*DIRECTIONS FOR THIS TASK*: Two lines mark the range in the entries below: the one holding "Target: wooden serving board" and the one holding "Target: blurred background". Set down those two and all lines between them, exactly.

===== DATA FOR PROCESSING

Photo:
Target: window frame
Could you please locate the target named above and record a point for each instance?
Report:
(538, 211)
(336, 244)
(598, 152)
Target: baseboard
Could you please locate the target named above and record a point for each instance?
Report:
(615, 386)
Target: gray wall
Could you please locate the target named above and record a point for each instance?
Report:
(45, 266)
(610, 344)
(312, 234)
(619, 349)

==========
===== DATA FOR PROCESSING

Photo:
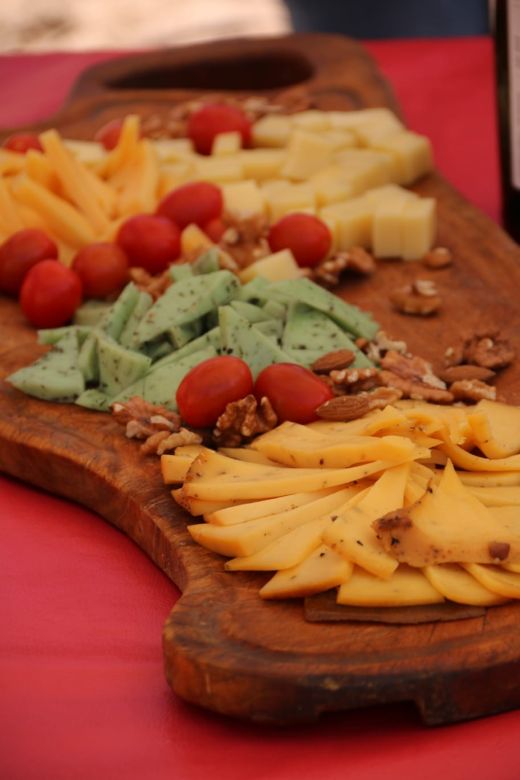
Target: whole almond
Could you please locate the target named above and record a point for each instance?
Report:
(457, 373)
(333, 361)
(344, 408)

==========
===== DATA FOR PROCESSING

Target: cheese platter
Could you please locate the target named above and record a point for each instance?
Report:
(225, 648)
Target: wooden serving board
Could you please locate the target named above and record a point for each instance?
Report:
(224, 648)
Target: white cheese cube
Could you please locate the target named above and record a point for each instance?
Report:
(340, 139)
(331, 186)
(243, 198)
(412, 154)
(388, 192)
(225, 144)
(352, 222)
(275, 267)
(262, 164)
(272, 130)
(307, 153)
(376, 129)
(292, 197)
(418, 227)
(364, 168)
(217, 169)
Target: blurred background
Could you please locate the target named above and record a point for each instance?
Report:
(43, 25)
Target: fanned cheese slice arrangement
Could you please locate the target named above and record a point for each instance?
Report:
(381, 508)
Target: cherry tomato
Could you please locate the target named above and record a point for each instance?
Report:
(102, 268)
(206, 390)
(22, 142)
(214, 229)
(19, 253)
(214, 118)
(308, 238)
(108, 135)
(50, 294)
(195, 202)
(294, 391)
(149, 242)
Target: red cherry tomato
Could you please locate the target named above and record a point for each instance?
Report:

==========

*RESULT OF THE EXERCISE*:
Target: wooden serving board
Could you please locate the target named above and record a point for each instance?
Report:
(224, 648)
Target: white cheese cube
Could you please locate the target named above and record a point for each instance?
Report:
(340, 139)
(331, 186)
(243, 198)
(412, 154)
(388, 192)
(225, 144)
(352, 222)
(275, 267)
(262, 164)
(272, 130)
(307, 153)
(376, 129)
(292, 197)
(418, 227)
(364, 168)
(217, 169)
Target: blurred background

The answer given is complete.